DIRECTIONS →
1. In the winter camping thread, which place does mere_de_tous recommend visiting?
2. Copy out the winter camping thread between "## Saphire (Apr" and "you forgot Ontario?", inclusive.

PAGE TEXT →
··········
# Winter camping



## David Winners (Apr 30, 2012)

We will be camping around Arizona, New Mexico, Louisiana, northern Florida, Alabama and Tennessee from just after Christmas through the second week in March.

If anyone wants to meet up, let me know and I'll see what we can do.


----------



## Fodder (Oct 21, 2007)

Arizona but not California 🙄


----------



## WNGD (Jan 15, 2005)

Any of that close to Ontario?


----------



## wolfy dog (Aug 1, 2012)

The title of the thread sounded really tough but it is the warmer states


----------



## Saphire (Apr 1, 2005)

David Winners said:


> We will be camping around Arizona, New Mexico, Louisiana, northern Florida, Alabama and Tennessee from just after Christmas through the second week in March.
> 
> If anyone wants to meet up, let me know and I'll see what we can do.


Ummmm you forgot Ontario?


----------



## mere_de_tous (Dec 23, 2020)

Have you been to Goblin Valley in Utah? It’s pretty neat!
··········
DATA SUPPLIED →
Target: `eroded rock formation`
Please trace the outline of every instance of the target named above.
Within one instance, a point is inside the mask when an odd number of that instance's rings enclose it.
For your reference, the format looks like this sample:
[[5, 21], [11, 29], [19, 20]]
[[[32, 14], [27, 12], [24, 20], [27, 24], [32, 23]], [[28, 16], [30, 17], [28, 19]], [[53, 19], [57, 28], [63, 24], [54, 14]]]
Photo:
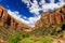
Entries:
[[61, 24], [62, 22], [65, 22], [65, 5], [53, 12], [42, 13], [40, 19], [36, 23], [35, 28], [40, 28], [42, 26], [53, 27], [53, 24]]
[[31, 31], [31, 27], [25, 25], [23, 22], [18, 22], [12, 17], [8, 11], [0, 5], [0, 26], [8, 28], [13, 28], [15, 30]]

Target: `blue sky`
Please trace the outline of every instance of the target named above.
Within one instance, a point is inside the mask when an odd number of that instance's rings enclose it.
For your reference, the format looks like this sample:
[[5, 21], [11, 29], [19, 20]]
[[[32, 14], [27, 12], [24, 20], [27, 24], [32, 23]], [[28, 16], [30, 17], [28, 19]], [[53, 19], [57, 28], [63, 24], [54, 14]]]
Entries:
[[61, 8], [65, 0], [0, 0], [0, 4], [11, 16], [34, 27], [42, 12]]

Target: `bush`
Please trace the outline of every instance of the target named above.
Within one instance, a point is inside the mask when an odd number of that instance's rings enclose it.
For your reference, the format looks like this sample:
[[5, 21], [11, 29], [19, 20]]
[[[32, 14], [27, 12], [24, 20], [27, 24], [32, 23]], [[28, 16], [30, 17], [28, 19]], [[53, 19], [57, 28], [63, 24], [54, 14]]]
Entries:
[[36, 37], [30, 37], [30, 38], [25, 38], [21, 41], [21, 43], [52, 43], [52, 38], [46, 37], [46, 38], [36, 38]]

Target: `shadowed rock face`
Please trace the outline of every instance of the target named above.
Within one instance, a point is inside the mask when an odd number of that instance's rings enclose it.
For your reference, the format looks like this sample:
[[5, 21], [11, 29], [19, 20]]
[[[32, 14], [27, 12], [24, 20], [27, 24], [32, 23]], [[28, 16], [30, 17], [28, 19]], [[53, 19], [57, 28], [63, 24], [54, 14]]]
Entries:
[[32, 28], [25, 25], [23, 22], [18, 22], [8, 14], [6, 10], [0, 5], [0, 26], [8, 28], [14, 28], [15, 30], [31, 31]]
[[40, 19], [36, 23], [35, 28], [40, 28], [42, 26], [52, 27], [53, 24], [61, 24], [62, 22], [65, 22], [65, 5], [53, 12], [42, 13]]

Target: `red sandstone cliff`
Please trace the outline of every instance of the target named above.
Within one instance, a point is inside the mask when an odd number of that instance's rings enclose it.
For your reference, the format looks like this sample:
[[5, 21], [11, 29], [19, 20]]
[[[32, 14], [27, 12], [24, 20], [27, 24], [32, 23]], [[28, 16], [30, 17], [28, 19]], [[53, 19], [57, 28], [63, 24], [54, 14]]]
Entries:
[[13, 28], [15, 30], [31, 31], [31, 27], [25, 25], [23, 22], [18, 22], [8, 14], [6, 10], [0, 5], [0, 26]]
[[40, 28], [42, 26], [52, 27], [53, 24], [61, 24], [62, 22], [65, 22], [65, 5], [53, 12], [42, 13], [40, 19], [36, 23], [35, 28]]

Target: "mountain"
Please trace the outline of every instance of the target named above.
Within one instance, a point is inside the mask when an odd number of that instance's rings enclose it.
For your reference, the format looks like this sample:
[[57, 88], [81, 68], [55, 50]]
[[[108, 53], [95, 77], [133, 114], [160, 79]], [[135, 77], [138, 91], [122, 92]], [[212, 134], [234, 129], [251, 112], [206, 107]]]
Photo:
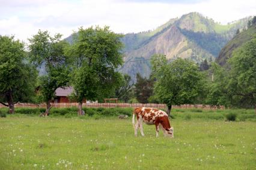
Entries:
[[221, 50], [216, 62], [221, 66], [225, 66], [227, 60], [231, 57], [234, 50], [250, 41], [254, 35], [256, 35], [256, 25], [253, 25], [248, 29], [236, 35]]
[[226, 25], [216, 23], [198, 13], [172, 19], [153, 31], [127, 34], [122, 39], [124, 64], [119, 71], [135, 80], [136, 74], [148, 77], [150, 57], [163, 54], [170, 60], [177, 57], [189, 58], [197, 63], [205, 59], [215, 60], [225, 44], [236, 31], [245, 28], [246, 17]]

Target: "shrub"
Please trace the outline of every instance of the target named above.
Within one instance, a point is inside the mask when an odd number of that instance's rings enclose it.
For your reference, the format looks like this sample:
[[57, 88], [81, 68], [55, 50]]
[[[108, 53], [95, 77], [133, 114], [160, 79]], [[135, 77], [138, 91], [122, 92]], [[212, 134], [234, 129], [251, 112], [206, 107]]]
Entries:
[[105, 108], [103, 108], [103, 107], [99, 107], [99, 108], [97, 108], [97, 111], [103, 111], [105, 110]]
[[233, 113], [230, 113], [226, 114], [226, 119], [228, 121], [235, 121], [236, 119], [236, 114]]
[[97, 112], [95, 110], [94, 108], [85, 108], [85, 114], [87, 114], [88, 116], [92, 116], [94, 114], [97, 114]]
[[40, 114], [40, 110], [38, 108], [17, 108], [15, 110], [15, 113], [17, 114]]
[[6, 117], [6, 113], [0, 110], [0, 117]]
[[100, 118], [100, 116], [99, 116], [99, 114], [94, 114], [93, 116], [93, 117], [95, 119], [95, 120], [99, 120]]
[[196, 113], [201, 113], [203, 112], [203, 110], [199, 108], [192, 108], [190, 109], [190, 111], [191, 112], [196, 112]]
[[243, 114], [238, 116], [238, 119], [240, 121], [245, 121], [246, 120], [252, 120], [253, 119], [256, 120], [256, 114]]

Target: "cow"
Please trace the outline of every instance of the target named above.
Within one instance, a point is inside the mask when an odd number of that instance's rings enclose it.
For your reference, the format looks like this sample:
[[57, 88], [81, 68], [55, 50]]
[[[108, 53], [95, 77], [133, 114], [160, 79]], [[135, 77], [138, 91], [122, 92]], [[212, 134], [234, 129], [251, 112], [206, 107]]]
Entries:
[[126, 119], [128, 117], [128, 116], [126, 114], [121, 114], [120, 116], [118, 116], [118, 118], [120, 119]]
[[[137, 118], [136, 124], [135, 116]], [[142, 122], [147, 125], [154, 125], [156, 126], [157, 138], [159, 136], [159, 128], [162, 129], [165, 136], [174, 137], [173, 127], [171, 127], [168, 116], [165, 111], [153, 108], [138, 107], [135, 108], [132, 115], [132, 123], [135, 136], [137, 136], [138, 128], [139, 128], [141, 135], [144, 136]]]

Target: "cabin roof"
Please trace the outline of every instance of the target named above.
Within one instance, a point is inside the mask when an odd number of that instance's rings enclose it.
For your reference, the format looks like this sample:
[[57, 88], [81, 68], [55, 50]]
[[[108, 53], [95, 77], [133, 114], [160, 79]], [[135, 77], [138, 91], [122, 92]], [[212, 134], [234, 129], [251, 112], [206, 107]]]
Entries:
[[68, 96], [71, 95], [71, 93], [74, 90], [73, 87], [59, 87], [55, 90], [55, 96]]

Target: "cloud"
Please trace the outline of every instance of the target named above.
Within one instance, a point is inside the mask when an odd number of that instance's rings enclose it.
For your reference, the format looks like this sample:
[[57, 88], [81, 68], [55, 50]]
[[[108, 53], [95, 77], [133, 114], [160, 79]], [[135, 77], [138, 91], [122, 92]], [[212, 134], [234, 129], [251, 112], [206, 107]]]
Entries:
[[138, 32], [192, 11], [227, 23], [256, 11], [252, 0], [0, 0], [0, 34], [14, 34], [25, 41], [39, 29], [64, 37], [78, 27], [96, 25], [109, 25], [119, 33]]

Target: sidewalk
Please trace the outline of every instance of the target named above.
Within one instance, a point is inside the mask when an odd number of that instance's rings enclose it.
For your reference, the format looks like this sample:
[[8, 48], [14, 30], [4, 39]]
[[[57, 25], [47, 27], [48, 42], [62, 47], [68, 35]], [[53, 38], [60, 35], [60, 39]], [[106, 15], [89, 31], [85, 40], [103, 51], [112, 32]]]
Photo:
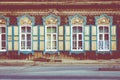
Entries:
[[32, 60], [0, 60], [0, 66], [37, 66], [50, 64], [81, 65], [81, 64], [117, 64], [120, 65], [120, 59], [112, 60], [69, 60], [62, 59], [62, 62], [40, 62]]

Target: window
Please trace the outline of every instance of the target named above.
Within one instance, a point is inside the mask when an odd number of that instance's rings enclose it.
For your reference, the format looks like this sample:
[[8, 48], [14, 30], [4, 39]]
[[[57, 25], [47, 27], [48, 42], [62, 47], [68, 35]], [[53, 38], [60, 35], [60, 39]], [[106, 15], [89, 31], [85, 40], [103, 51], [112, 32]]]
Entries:
[[83, 50], [82, 26], [72, 26], [72, 50]]
[[102, 14], [96, 16], [97, 25], [97, 51], [110, 51], [111, 50], [111, 26], [112, 17]]
[[60, 25], [60, 17], [50, 14], [43, 17], [45, 27], [45, 49], [44, 52], [58, 51], [58, 26]]
[[0, 26], [0, 51], [6, 51], [6, 28]]
[[24, 25], [20, 27], [20, 49], [31, 50], [31, 25]]
[[110, 29], [109, 26], [98, 27], [98, 51], [110, 50]]
[[70, 46], [71, 51], [84, 51], [84, 27], [86, 25], [86, 17], [79, 14], [69, 16], [70, 25]]
[[50, 51], [57, 50], [57, 27], [56, 26], [47, 26], [47, 40], [46, 40], [46, 49]]

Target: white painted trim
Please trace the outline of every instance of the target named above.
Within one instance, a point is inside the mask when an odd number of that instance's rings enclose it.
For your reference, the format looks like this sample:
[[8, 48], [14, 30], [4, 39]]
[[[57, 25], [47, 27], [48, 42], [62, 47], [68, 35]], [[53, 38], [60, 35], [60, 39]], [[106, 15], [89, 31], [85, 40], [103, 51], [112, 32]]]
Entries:
[[[51, 27], [51, 26], [55, 26], [56, 27], [56, 33], [47, 33], [47, 27]], [[45, 35], [46, 35], [46, 37], [45, 37], [45, 50], [46, 51], [57, 51], [58, 50], [58, 26], [57, 25], [54, 25], [54, 24], [50, 24], [50, 25], [46, 25], [45, 26]], [[51, 35], [51, 39], [53, 39], [53, 35], [55, 34], [56, 35], [56, 49], [52, 49], [52, 41], [54, 41], [54, 40], [50, 40], [51, 41], [51, 46], [50, 46], [50, 49], [47, 49], [47, 34], [50, 34]]]
[[[1, 28], [4, 27], [5, 28], [5, 33], [2, 33]], [[1, 34], [5, 34], [5, 43], [6, 42], [6, 26], [5, 25], [0, 25], [0, 51], [4, 52], [7, 50], [7, 45], [5, 44], [5, 49], [2, 50], [2, 35]]]
[[[74, 34], [73, 33], [73, 27], [74, 26], [81, 26], [82, 27], [82, 33], [75, 33], [75, 34], [77, 34], [77, 49], [73, 49], [73, 38], [72, 38], [72, 35]], [[83, 25], [72, 25], [71, 26], [71, 50], [72, 51], [83, 51], [84, 50], [84, 34], [83, 34], [83, 32], [84, 32], [84, 29], [83, 29]], [[78, 39], [78, 37], [79, 37], [79, 34], [82, 34], [82, 49], [78, 49], [78, 41], [80, 41], [79, 39]]]
[[[27, 47], [27, 43], [26, 43], [26, 40], [27, 40], [27, 37], [26, 37], [26, 33], [21, 33], [21, 27], [23, 27], [23, 26], [29, 26], [29, 27], [31, 27], [31, 32], [30, 33], [27, 33], [27, 34], [31, 34], [31, 49], [26, 49], [26, 47]], [[29, 25], [29, 24], [24, 24], [24, 25], [20, 25], [20, 27], [19, 27], [20, 29], [20, 40], [19, 40], [19, 43], [20, 43], [20, 51], [31, 51], [32, 50], [32, 26], [31, 25]], [[25, 34], [25, 49], [21, 49], [21, 35], [22, 34]]]
[[[103, 43], [103, 49], [102, 49], [102, 50], [99, 49], [99, 41], [100, 41], [100, 40], [99, 40], [99, 34], [102, 34], [102, 35], [105, 34], [105, 33], [99, 33], [99, 27], [100, 27], [100, 26], [103, 26], [103, 27], [108, 26], [108, 28], [109, 28], [109, 32], [108, 32], [108, 34], [109, 34], [109, 49], [104, 49], [105, 43]], [[98, 36], [97, 36], [97, 50], [98, 50], [98, 51], [110, 51], [110, 25], [98, 25], [98, 26], [97, 26], [97, 31], [98, 31], [98, 33], [97, 33], [97, 35], [98, 35]], [[105, 41], [104, 38], [105, 38], [105, 37], [103, 36], [103, 40]]]

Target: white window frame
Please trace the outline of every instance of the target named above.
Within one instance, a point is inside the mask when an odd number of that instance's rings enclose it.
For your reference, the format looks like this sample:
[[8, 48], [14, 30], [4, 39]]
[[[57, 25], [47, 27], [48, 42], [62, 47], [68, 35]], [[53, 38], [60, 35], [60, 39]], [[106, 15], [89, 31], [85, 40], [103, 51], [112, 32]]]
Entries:
[[[31, 28], [31, 32], [30, 33], [22, 33], [21, 28], [24, 27], [24, 26], [29, 26]], [[20, 40], [19, 40], [20, 51], [31, 51], [32, 50], [32, 26], [29, 25], [29, 24], [21, 25], [19, 30], [20, 30]], [[25, 49], [22, 49], [22, 46], [21, 46], [21, 41], [22, 41], [21, 37], [22, 37], [22, 34], [25, 35]], [[27, 49], [27, 34], [31, 35], [31, 49]]]
[[[101, 26], [103, 26], [103, 27], [105, 27], [105, 26], [107, 26], [108, 27], [108, 30], [109, 30], [109, 32], [108, 32], [108, 34], [109, 34], [109, 49], [105, 49], [104, 47], [105, 47], [105, 42], [103, 43], [103, 49], [99, 49], [99, 34], [102, 34], [102, 35], [105, 35], [105, 33], [99, 33], [99, 27], [101, 27]], [[98, 31], [98, 33], [97, 33], [97, 44], [98, 44], [98, 46], [97, 46], [97, 50], [98, 51], [110, 51], [110, 25], [98, 25], [97, 26], [97, 31]], [[105, 41], [105, 37], [103, 36], [103, 40]]]
[[[5, 27], [5, 33], [0, 33], [0, 51], [6, 51], [7, 50], [7, 42], [6, 42], [6, 39], [5, 39], [5, 43], [6, 43], [6, 45], [5, 45], [5, 48], [6, 49], [3, 49], [2, 50], [2, 35], [1, 34], [5, 34], [5, 38], [6, 38], [6, 25], [0, 25], [0, 28], [2, 28], [2, 27]], [[0, 31], [1, 32], [1, 31]]]
[[[52, 26], [56, 26], [56, 33], [47, 33], [47, 27], [52, 27]], [[45, 26], [45, 49], [46, 49], [46, 51], [57, 51], [58, 50], [58, 26], [57, 25], [53, 25], [53, 24], [50, 24], [50, 25], [46, 25]], [[50, 40], [50, 42], [51, 42], [51, 46], [50, 46], [50, 49], [48, 49], [47, 47], [47, 34], [50, 34], [51, 35], [51, 39], [53, 39], [52, 37], [53, 37], [53, 35], [55, 34], [56, 35], [56, 40]], [[56, 41], [56, 49], [52, 49], [52, 41]]]
[[[73, 33], [73, 27], [75, 27], [75, 26], [82, 27], [82, 33]], [[77, 34], [77, 49], [73, 49], [73, 37], [72, 37], [73, 34]], [[79, 40], [79, 34], [82, 34], [82, 40]], [[78, 49], [78, 46], [79, 46], [78, 41], [82, 41], [82, 49]], [[84, 29], [83, 29], [83, 25], [72, 25], [71, 26], [71, 50], [72, 51], [84, 51]]]

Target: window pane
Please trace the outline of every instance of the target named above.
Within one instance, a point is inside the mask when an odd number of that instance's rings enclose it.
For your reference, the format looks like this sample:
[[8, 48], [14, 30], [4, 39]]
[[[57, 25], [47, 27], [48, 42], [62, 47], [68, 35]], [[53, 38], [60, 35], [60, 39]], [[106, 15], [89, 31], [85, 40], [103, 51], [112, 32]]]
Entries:
[[27, 41], [27, 49], [31, 49], [31, 41]]
[[21, 32], [25, 33], [25, 27], [21, 27]]
[[27, 32], [31, 33], [31, 27], [27, 27]]
[[103, 35], [99, 34], [99, 40], [103, 40]]
[[47, 33], [51, 33], [51, 27], [47, 27]]
[[82, 33], [82, 27], [78, 27], [78, 33]]
[[22, 34], [22, 38], [21, 38], [22, 40], [25, 40], [25, 35], [24, 34]]
[[109, 35], [108, 34], [105, 34], [105, 40], [109, 40]]
[[99, 50], [103, 50], [103, 41], [99, 41]]
[[109, 49], [109, 40], [105, 40], [105, 49], [106, 49], [106, 50]]
[[73, 41], [73, 49], [77, 49], [77, 41]]
[[52, 27], [51, 32], [56, 33], [56, 27]]
[[51, 41], [47, 41], [47, 49], [51, 49]]
[[51, 40], [51, 34], [47, 34], [47, 40]]
[[27, 40], [31, 40], [31, 34], [27, 34]]
[[103, 33], [103, 27], [102, 26], [99, 27], [99, 32]]
[[56, 41], [52, 41], [52, 49], [56, 49]]
[[79, 34], [79, 40], [82, 40], [82, 34]]
[[5, 48], [5, 47], [6, 47], [6, 42], [2, 41], [2, 48]]
[[31, 46], [31, 41], [27, 41], [27, 46]]
[[53, 35], [53, 39], [52, 40], [56, 40], [56, 34]]
[[78, 49], [82, 49], [82, 41], [78, 42]]
[[73, 27], [73, 33], [77, 33], [77, 27]]
[[5, 34], [2, 34], [2, 40], [6, 40]]
[[5, 33], [5, 27], [2, 27], [2, 33]]
[[77, 40], [77, 34], [73, 34], [73, 40]]
[[25, 41], [21, 41], [21, 49], [25, 49]]
[[108, 33], [109, 32], [109, 28], [108, 27], [104, 27], [104, 32]]

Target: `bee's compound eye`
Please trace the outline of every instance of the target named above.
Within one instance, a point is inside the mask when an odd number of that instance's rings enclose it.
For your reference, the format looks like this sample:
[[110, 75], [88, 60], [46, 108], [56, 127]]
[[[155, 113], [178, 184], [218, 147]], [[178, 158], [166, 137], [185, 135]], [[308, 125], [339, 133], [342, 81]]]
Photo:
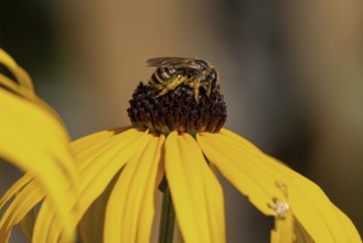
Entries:
[[209, 78], [210, 81], [215, 81], [216, 77], [217, 77], [217, 73], [216, 73], [215, 70], [212, 70], [211, 73], [207, 75], [207, 78]]
[[203, 70], [209, 67], [209, 64], [203, 60], [195, 60], [195, 63]]

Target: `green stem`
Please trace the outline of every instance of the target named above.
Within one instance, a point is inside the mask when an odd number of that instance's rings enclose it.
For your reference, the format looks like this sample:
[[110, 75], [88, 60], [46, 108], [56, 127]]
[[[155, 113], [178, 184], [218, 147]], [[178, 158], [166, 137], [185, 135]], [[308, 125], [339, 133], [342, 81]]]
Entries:
[[175, 212], [171, 201], [169, 187], [162, 197], [161, 218], [159, 226], [159, 243], [172, 243], [174, 234]]

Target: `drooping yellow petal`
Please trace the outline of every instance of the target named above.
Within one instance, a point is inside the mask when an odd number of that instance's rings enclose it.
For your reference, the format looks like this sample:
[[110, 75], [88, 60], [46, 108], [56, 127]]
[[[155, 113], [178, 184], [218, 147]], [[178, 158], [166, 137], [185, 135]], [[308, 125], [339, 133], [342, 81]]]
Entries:
[[98, 147], [98, 151], [94, 149], [82, 159], [77, 158], [81, 163], [88, 165], [81, 170], [79, 216], [131, 159], [145, 139], [146, 133], [132, 128], [108, 139], [103, 147]]
[[190, 135], [168, 136], [166, 175], [184, 241], [225, 242], [222, 187]]
[[164, 137], [149, 135], [145, 142], [124, 168], [109, 197], [105, 242], [150, 241]]
[[0, 242], [8, 242], [11, 230], [43, 199], [40, 187], [30, 181], [18, 192], [0, 221]]
[[271, 243], [293, 243], [293, 216], [288, 212], [284, 219], [276, 216], [275, 229], [271, 231]]
[[[313, 241], [361, 242], [354, 225], [317, 184], [258, 149], [252, 149], [245, 139], [224, 130], [201, 134], [197, 140], [209, 160], [261, 212], [278, 216], [270, 202], [278, 199], [288, 203], [296, 220], [293, 225], [300, 223]], [[259, 191], [242, 183], [258, 184], [255, 189]]]
[[[108, 133], [97, 133], [74, 141], [77, 151], [76, 161], [81, 169], [81, 192], [75, 223], [81, 221], [90, 204], [105, 191], [115, 175], [130, 160], [147, 137], [145, 131], [135, 128], [116, 135], [113, 131], [113, 134], [114, 136], [109, 137]], [[90, 140], [94, 144], [90, 144]], [[53, 223], [51, 212], [46, 209], [41, 210], [35, 222], [33, 241], [44, 243], [57, 241], [62, 236], [58, 224]]]
[[19, 180], [17, 180], [0, 199], [0, 212], [3, 211], [6, 203], [33, 179], [34, 177], [32, 177], [30, 173], [25, 173]]
[[72, 141], [72, 149], [77, 156], [79, 156], [79, 152], [83, 152], [86, 149], [89, 149], [89, 147], [95, 146], [99, 141], [104, 141], [104, 140], [106, 140], [106, 138], [113, 137], [115, 134], [119, 134], [127, 129], [130, 129], [130, 127], [102, 130], [102, 131], [82, 137], [75, 141]]
[[197, 135], [204, 155], [248, 200], [263, 213], [274, 215], [269, 207], [273, 199], [286, 201], [277, 187], [279, 177], [265, 167], [265, 157], [247, 144], [234, 142], [225, 135], [203, 133]]
[[79, 222], [81, 242], [103, 242], [106, 205], [111, 190], [115, 187], [119, 172], [107, 184], [103, 193], [92, 203]]
[[77, 172], [64, 127], [47, 110], [1, 88], [0, 101], [0, 157], [34, 177], [72, 239]]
··········
RESPONSES →
1. Goblin Valley in Utah.

2.
## Saphire (Apr 1, 2005)

David Winners said:


> We will be camping around Arizona, New Mexico, Louisiana, northern Florida, Alabama and Tennessee from just after Christmas through the second week in March.
> 
> If anyone wants to meet up, let me know and I'll see what we can do.


Ummmm you forgot Ontario?